### What the exercise asks
Leave the pictures out and write out the rest of the listing word for word.

*** Opening of Input for this task ***

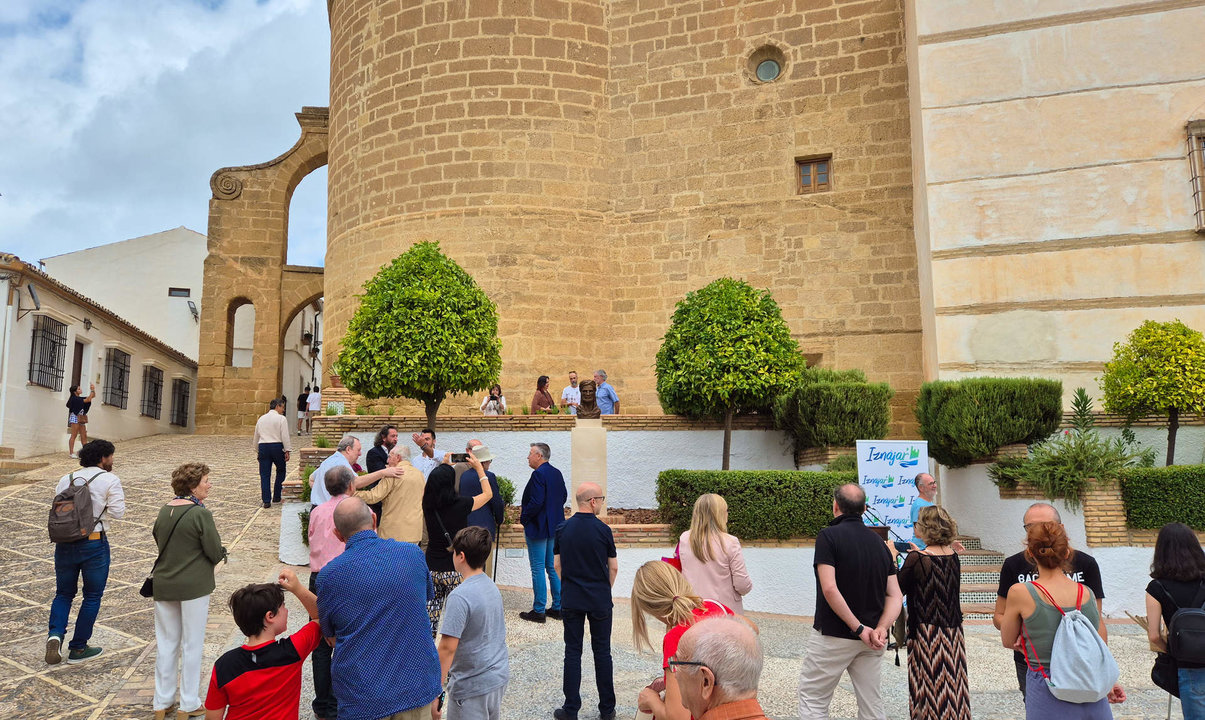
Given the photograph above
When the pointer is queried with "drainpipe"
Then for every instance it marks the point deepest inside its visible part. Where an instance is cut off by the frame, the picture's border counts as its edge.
(6, 284)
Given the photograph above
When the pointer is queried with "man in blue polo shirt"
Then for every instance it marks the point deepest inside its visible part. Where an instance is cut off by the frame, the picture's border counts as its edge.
(605, 395)
(586, 561)
(372, 603)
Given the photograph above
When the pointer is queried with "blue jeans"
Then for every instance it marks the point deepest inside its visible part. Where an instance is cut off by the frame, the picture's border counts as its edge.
(271, 454)
(82, 558)
(540, 556)
(600, 644)
(1192, 692)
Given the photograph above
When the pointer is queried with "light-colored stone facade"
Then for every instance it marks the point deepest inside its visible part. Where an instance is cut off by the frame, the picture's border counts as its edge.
(1054, 208)
(591, 161)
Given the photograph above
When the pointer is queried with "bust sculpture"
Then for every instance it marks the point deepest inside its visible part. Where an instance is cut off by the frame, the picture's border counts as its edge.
(588, 409)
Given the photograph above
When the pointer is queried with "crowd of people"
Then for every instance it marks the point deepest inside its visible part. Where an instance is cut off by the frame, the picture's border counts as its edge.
(406, 621)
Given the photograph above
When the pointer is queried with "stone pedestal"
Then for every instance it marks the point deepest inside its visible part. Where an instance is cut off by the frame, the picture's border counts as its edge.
(588, 448)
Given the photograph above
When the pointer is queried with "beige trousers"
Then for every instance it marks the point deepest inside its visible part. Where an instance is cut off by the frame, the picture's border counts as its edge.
(826, 660)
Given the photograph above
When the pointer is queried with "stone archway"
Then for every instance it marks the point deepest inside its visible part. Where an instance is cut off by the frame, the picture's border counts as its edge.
(247, 243)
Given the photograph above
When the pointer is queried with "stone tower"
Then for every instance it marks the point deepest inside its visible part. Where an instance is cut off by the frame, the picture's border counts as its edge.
(591, 161)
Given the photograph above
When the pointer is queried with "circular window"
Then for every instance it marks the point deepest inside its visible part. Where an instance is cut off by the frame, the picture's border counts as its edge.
(765, 64)
(768, 70)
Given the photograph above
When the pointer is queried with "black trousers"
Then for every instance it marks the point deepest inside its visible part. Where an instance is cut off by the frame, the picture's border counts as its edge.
(600, 643)
(271, 454)
(324, 703)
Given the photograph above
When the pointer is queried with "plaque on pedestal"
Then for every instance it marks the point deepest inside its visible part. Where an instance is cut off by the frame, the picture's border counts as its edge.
(588, 448)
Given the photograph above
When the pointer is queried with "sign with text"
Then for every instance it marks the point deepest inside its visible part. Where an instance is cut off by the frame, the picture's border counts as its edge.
(886, 471)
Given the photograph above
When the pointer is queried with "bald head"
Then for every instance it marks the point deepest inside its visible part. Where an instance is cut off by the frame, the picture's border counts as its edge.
(732, 650)
(351, 517)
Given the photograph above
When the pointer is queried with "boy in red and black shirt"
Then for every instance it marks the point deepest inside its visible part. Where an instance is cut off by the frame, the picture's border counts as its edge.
(262, 679)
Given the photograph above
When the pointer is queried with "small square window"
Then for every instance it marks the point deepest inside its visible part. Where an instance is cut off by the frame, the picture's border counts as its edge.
(813, 173)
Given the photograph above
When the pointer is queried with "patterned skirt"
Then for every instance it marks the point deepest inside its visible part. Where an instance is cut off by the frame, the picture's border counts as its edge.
(936, 674)
(445, 583)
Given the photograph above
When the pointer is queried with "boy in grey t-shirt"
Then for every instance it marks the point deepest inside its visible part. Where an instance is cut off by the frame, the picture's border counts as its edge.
(474, 661)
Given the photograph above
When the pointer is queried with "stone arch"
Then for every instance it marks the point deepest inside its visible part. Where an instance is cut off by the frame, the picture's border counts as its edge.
(246, 264)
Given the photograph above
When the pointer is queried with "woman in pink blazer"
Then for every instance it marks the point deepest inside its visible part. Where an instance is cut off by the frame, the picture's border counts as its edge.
(711, 559)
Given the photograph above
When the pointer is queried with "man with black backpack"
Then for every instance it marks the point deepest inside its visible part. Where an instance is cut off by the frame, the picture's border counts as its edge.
(83, 503)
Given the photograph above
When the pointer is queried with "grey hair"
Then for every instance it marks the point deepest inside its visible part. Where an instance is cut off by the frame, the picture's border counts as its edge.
(338, 479)
(1058, 518)
(735, 662)
(352, 515)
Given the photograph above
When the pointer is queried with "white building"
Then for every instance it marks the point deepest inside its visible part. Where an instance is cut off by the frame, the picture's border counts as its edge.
(53, 337)
(154, 282)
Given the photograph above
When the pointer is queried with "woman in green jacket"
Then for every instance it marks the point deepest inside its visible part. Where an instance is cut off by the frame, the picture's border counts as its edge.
(189, 548)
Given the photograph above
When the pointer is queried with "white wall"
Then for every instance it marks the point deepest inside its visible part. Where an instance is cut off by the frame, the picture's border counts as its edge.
(783, 580)
(35, 418)
(147, 266)
(634, 458)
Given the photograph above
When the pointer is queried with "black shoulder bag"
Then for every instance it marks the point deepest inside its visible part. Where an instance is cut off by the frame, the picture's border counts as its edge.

*** Close of Input for this task ***

### Task output
Given the photograph above
When the pointer is queried with "drainpipe"
Then for every instance it marks the point deepest inside its visible part. Where an instance is cut off by the frame, the picture's border counts as its edge.
(6, 284)
Given the photograph above
When the pointer is queried with "man in blue polo shirt"
Then for every instance it marks the point deepest inside its visible part. Where an instance is cut off by the frame, the picture's border counts as its edge.
(605, 395)
(586, 561)
(372, 603)
Given the photograph above
When the pointer is queried with "blue jeans"
Then for every instance it marks the point deepest inside its visible part. Where an instance is cut off by the frame, the picture's border counts as its edge.
(271, 454)
(82, 558)
(540, 556)
(600, 644)
(1192, 692)
Given the photograph above
When the pointer is queried with "light-colored stone facade"
Then for every instance it marks the point deepest inside its visible part. Where an instance is cut off by the frame, the picture's border counts as its edge.
(1054, 208)
(591, 161)
Given the photograph above
When the pointer is queried with "bust sculpture"
Then for every instance it marks the point deepest inside its visible part. Where an instance is cut off by the frame, the picture's border counts as its edge.
(588, 409)
Given the photograph above
When the pointer is queried with "crowd of people"
Then for every instance it marks the point deepest inside its visible part. Where an instance is cut off by the frame, the picture's border counts as its edge.
(406, 621)
Given the photograph above
When the pointer is queried with "stone pedestal"
Then for every instance it marks the point deepest inside its visible part. Where an instance is cut off by the frame, the picture's border counts as its edge.
(588, 448)
Given the photograph above
When the pointer is queried with "beige trousers"
Then for every instance it marks the point deepest inside its visible part. Where an instance is cut off by the frame, the picture's border counts as its edge.
(826, 660)
Given the photograph above
When the pointer is queried with "stone archway"
Then for every instance it marks the point deepest inside its visible part. Where an instance is cut off by the frame, the picture's border counts as its edge.
(247, 243)
Given the photograph above
When the pointer is queried with "stone tower"
Then for every instance it marks the point deepest inside its visible part. Where an instance is cut off by the frame, the picture's border counts as its edge.
(591, 161)
Given the photograph above
When the pointer is queried with "circular window"
Then for every instance it marks the point deepest inside its visible part. Where an instance is cut off by the frame, the picture's border counts as its edge.
(765, 64)
(768, 70)
Given the photograph above
When the pointer is queried with "black trousers"
Then for every instance it marks the point deepest inside its visible part. Where an instance is cut off by the frame, the picture's border counts as its edge.
(600, 643)
(271, 454)
(324, 703)
Given the photograph above
When the pointer is queried with "plaque on pedestal"
Then for every instance it marks the point deepest inside its visible part. Where an instance is cut off by the frame, the picture's border counts as its edge.
(588, 448)
Given the photograph above
When the pointer is queried with "sign with text"
Then for every instance it marks the point deepest inside its visible part. Where an instance is cut off by the frame, the picture's border counts as its edge.
(886, 471)
Given the photograph above
When the pointer is queried with "bald head"
Then for every instance it marks the point deepest inside its visible part. Where an instance is cut off by the frame, the picture's border counts as its edge.
(732, 650)
(351, 517)
Given the photograph above
When the pointer is queried with "boy in red and black shirt"
Then for every instance it marks the point deepest inside its visible part. Where an instance is cut off by the frame, the picture's border counts as its edge.
(262, 679)
Given the photograph above
When the pointer is queried with "small square window"
Then for every instance it marks the point deepest inside its visible part. Where an instance is cut off by the frame, the picture's border counts as its edge.
(813, 173)
Given the photograph above
When the pointer is queried with "patterned skirt"
Then for every instance it marks the point deepest inside its visible part. Where an instance is cut off by the frame, the picture's border counts as its edge.
(936, 674)
(445, 583)
Given the photograph above
When the pointer is queried with "boy in grey t-shirt"
Then for every instance it marks the point deepest inside its visible part. Where an instance is cut off by the frame, the picture's border counts as its edge.
(474, 661)
Given the photograph above
When the pointer is queried with "stone arch"
Then for every instance it marks the point deepest inside its visible part. Where an instance is cut off by the frame, the picture's border counts as its edge.
(246, 264)
Given the photograph above
When the pointer is queried with "woman in pink blazer"
Then for every instance it marks the point deepest inside its visible part. Where an instance is cut off by the frame, the picture's border counts as its edge.
(711, 559)
Given the photograph above
When the pointer is queried with "man with black backpack"
Then for every instance it marks the point deepest inside its visible part. Where an instance is cut off by the frame, the picture's border counts as its edge.
(83, 503)
Given the photograph above
When the pointer is queried with "grey hair"
Then for every instance it marks the point deepest inside its visible part. Where an instance is cut off by the frame, the picture's border counts as its edge.
(338, 479)
(1058, 518)
(735, 662)
(352, 515)
Given the photograph above
When the pointer is queried with "white building"
Then for every instance it marks the point deepest inside its visible part. Where an instance is cut off by the frame, the picture's border counts as its edge.
(53, 337)
(154, 282)
Given the photograph above
When the pointer is queried with "woman in green jacket"
Then for every instance it marks the point deepest inside its visible part. Where an instance is cut off by the frame, the picture's border counts as its edge.
(189, 548)
Given the photograph above
When the pointer is queried with "white wall"
Then for every instance it marks the point deepest inside its visible part. Where an instance is cut off by the frame, the picture's border counts as its edge.
(783, 580)
(35, 418)
(147, 266)
(634, 458)
Given the photograph above
When the pointer is queried with "black shoulder bag"
Then for every instance it marks the point deepest inside its visible part. Where an instance is cut off by the frame, the picture's border counts as its edge.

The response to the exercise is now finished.